Special Core Analysis (SCAL)
Petrographic Studies
Petrography is a branch of petrology that focuses on the detailed descriptions of rocks. Sidewall cores and conventional cores, as well as ditch cuttings the cuttings of rock (Figure 1) brought to the surface by the circulating drilling medium (normally a drilling mud) recovered from wells can be used for petrographic studies. The mineral content and the textural relationships within the rock are described in detail.
Progress in instrumentation now allows the core analysts to look into the pore spaces and examine samples at magnifications of 50,000 times or greater. These various microscopic measurements are complementary in nature, and all may be made on a single sample that is representative of a given depth.
Figure 2 shows several types of microscopes that may be used in petrographic studies.
Petrographic studies include thin section analysis, scanning electron microscopy (SEM), X-ray diffraction and cathodoluminescence.
Thin Section Analysis
In thin section analysis, samples are mounted on glass and ground to a uniform thickness of 0.03 mm. They are studied with a petrographic microscope under both normal and polarized light (Figure 3). The minerals that are present are identified, and the estimated porosity, median grain diameter, and the degree of rounding and sorting are recorded. The accumulation of minerals can be ascertained, and the changes in composition, texture and cementation that have occurred after deposition can be determined. These studies use magnifications of up to 600 times normal size.

> **WHAT IS NEEDED**: Continue the petrographic studies text above, starting right after its last sentence.

> **EXTRACTED MATERIAL**:
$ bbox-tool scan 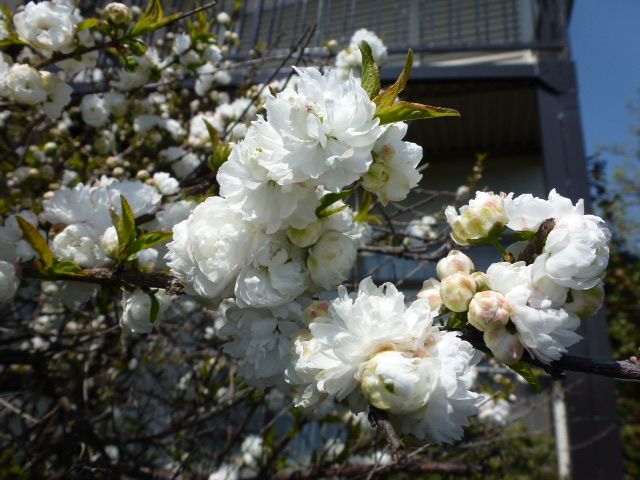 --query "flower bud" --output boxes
[564,282,604,319]
[471,272,490,292]
[483,328,524,365]
[307,230,358,290]
[444,192,509,245]
[436,250,474,280]
[440,272,476,312]
[416,278,442,312]
[287,221,322,248]
[104,2,133,27]
[357,351,439,415]
[468,290,511,332]
[304,300,331,324]
[216,12,231,25]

> **THE ANSWER**:
Thin section analysis is a less successful method for identifying clays, but there may be cases where a particular clay is abundant enough to be seen and identified (Figure 4).
An example of the core description made from this type of analysis might be:
- Sample depth: 4640 feet
- Color: Medium gray
- Name: Fine-grained sandstone
- Sorting: Well
- Lithification: Well
- Texture: Massive
- Grain size:
- Minimum: 0.06 mm
- Maximum: 0.51 mm
- Average: 0.24 mm
- Angularity and shape: Angular to sub rounded
- Grain contacts: Concavo-convex
Table 1 displays an example of thin section data.
| Table 1: Thin Section Data | |||
|---|---|---|---|
| Detrital grains(%) | Cements(%) | Matrix(%) | Visible porosity(%) |
| Quartz: 69 | Secondary | Detrital: 2 | Intergranular: 5 |
| Chert: 3 | Quartz | Authigenic: 4 | Grain-moldic: 2 |
| Alkali Feldspar: 1 | Secondary Quartz Overgrowths: 7 | Dissolution: 1 | |
| Plagioclase Feldspar: 1 | Calcite: — | Microporosity: 1 | |
| Lithic Fragments: 4 | Pyrite: Trace | Fracture: — | |
Scanning Electron Microscopy (SEM)
Scanning electron microscope photographs provide a three-dimensional view of a pore space with a magnification of up to approximately 40,000 times normal. Both the distribution and the morphology of clays within the pore spaces can be studied with this type of display. Normally, samples for analysis are first coated with a thin film of conductive material and then bombarded with electrons. This causes a secondary electron emission that yields a visual image, such as that shown in Figure 5, plus X-ray photons that are then available for elemental analysis.
The elemental analysis assists in defining the clay type and chemistry. Clays influence core analysis procedures, permeability and porosity magnitude, well completion techniques and the responses of the downhole LWD and wireline logs. The ability to identify clay types and to observe the microporosity present in both clay linings and in carbonates are two of the most important uses of SEM information.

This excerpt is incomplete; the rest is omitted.